_PASSAGE GIVEN_
■ ■ ■ ■ ■ ■ ■

South Africa's `Coloreds' May Back De Klerk
Despite suffering under apartheid, Western Cape's mixed-race community could give majority of their votes to National Party
| CAPE TOWN, SOUTH AFRICA
THE ``colored'' (mixed-race) community, which suffered extreme injustices during the apartheid era, could deliver the ruling National Party's (NP) only outright victory in South Africa's all-race elections scheduled for next week.
It is one of the great ironies of the election campaign that the coloreds have come out increasingly in support of the party that invented apartheid and caused them untold humiliation and suffering.
The coloreds, who have always identified culturally, economically, and religiously with whites rather than blacks, constitute a majority (57 percent) of voters in the scenic Western Cape Province - one of nine provinces that will make up the ``new'' South Africa.
Nationally, the 1.8 million or so colored voters account for 9 percent of the voting population: Some 85 percent live in the Western Cape.
According to opinion polls, the Western Cape is the only province where President Frederik de Klerk's NP could win an overall majority. But the outcome is by no means certain.
The most recent opinion polls show that almost 40 percent of colored voters are either undecided or will not vote at all. Of the remainder, more than half support the NP, and most of the rest support Nelson Mandela's African National Congress (ANC). About 12 percent appear to support the liberal Democratic Party.
``The colored people are in the classic bind of minorities who feel themselves to be vulnerable. They are between a rock and a hard place, and they appear to have chosen the rock,'' says Cape Town University political scientist David Welsh.
The coloreds were divided into seven different racial subgroups under apartheid's system of race classification, but they were treated as blacks (Africans) in most respects. Borderline cases were subjected to humiliating tests in apartheid's racial laboratories, which included the notorious ``pencil test'' to determine race through the texture of a person's hair.
Families were divided, and children from interracial marriages were stigmatized by the cruel laws outlawing mixed marriages and sexual relations across the color line.
The stunning scenic beauty of Cape Town's Table Mountain and sparkling Table Bay contrast sharply with the colored slums of the Cape Flats - a bleak and wind-swept expanse that joins the Cape Peninsula to the mainland of South Africa.

■ ■ ■ ■ ■ ■ ■

_DATA LINES_
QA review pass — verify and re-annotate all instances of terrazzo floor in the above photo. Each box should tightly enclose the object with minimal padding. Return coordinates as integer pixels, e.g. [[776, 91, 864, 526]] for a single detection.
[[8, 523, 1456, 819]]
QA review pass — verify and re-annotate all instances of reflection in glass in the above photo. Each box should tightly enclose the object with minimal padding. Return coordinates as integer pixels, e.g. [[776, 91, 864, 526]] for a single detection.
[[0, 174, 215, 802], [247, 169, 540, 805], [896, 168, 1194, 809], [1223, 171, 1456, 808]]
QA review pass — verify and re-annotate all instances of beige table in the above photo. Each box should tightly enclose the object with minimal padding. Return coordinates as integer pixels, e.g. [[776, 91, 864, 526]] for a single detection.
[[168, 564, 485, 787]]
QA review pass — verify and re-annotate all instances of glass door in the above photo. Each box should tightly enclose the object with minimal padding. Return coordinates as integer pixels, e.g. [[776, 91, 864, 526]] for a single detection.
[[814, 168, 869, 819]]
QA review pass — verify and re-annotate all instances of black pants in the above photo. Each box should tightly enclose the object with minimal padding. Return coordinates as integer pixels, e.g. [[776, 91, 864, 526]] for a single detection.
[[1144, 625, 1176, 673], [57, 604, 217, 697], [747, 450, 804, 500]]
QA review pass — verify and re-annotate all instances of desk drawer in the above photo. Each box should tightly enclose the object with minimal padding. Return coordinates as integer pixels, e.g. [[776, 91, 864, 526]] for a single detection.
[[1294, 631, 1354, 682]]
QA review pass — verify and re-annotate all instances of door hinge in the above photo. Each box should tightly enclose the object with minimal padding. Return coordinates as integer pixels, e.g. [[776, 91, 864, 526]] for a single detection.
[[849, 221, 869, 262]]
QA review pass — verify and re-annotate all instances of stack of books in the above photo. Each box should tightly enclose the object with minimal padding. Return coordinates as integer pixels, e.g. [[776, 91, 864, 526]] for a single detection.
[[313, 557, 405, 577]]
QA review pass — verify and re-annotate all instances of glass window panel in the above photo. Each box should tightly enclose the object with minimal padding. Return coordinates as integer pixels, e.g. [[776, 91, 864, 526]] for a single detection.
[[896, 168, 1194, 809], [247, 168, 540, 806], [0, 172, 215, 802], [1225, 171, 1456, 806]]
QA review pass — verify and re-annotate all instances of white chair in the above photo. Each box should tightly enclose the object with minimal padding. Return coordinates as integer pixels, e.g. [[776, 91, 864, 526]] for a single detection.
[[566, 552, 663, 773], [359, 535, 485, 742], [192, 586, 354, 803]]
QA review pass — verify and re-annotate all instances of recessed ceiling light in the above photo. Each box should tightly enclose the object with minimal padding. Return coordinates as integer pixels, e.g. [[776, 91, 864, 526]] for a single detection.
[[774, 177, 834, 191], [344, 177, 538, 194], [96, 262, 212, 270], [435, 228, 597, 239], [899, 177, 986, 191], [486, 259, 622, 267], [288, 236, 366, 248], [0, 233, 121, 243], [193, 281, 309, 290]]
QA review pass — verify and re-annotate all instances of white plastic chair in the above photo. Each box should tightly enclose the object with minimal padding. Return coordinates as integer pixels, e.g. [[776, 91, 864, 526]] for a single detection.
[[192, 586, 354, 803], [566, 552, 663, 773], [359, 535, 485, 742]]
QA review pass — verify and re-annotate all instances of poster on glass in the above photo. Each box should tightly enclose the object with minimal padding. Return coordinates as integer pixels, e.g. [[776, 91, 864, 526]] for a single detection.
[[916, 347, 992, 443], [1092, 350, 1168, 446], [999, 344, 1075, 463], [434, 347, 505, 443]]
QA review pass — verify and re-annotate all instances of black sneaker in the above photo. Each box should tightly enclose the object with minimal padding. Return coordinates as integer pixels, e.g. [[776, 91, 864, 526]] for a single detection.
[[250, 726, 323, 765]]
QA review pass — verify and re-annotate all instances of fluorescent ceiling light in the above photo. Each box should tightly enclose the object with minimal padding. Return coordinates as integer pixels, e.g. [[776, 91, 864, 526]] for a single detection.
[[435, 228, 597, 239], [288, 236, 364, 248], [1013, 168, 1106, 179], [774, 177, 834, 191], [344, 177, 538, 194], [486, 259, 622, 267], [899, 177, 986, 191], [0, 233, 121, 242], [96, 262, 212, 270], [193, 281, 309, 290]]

■ ■ ■ ■ ■ ■ ■

_THINGS TO DO_
#1 From the article on colored voters in the Western Cape, quote the passage that begins at the words "It is one of" and stops after "humiliation and suffering.".
#2 Put this sentence from the article on colored voters in the Western Cape into Spanish: "According to opinion polls, the Western Cape is the only province where President Frederik de Klerk's NP could win an overall majority."
#3 In one to three sentences, explain why the article on colored voters in the Western Cape calls their growing support for the National Party one of the great ironies of the campaign.

_TASK RESPONSES_
#1
It is one of the great ironies of the election campaign that the coloreds have come out increasingly in support of the party that invented apartheid and caused them untold humiliation and suffering.

#2 Según las encuestas de opinión, el Cabo Occidental es la única provincia donde el NP del presidente Frederik de Klerk podría obtener una mayoría absoluta.

#3 The colored community is increasingly backing the very party that invented apartheid. Under that system, the party caused them untold humiliation and suffering.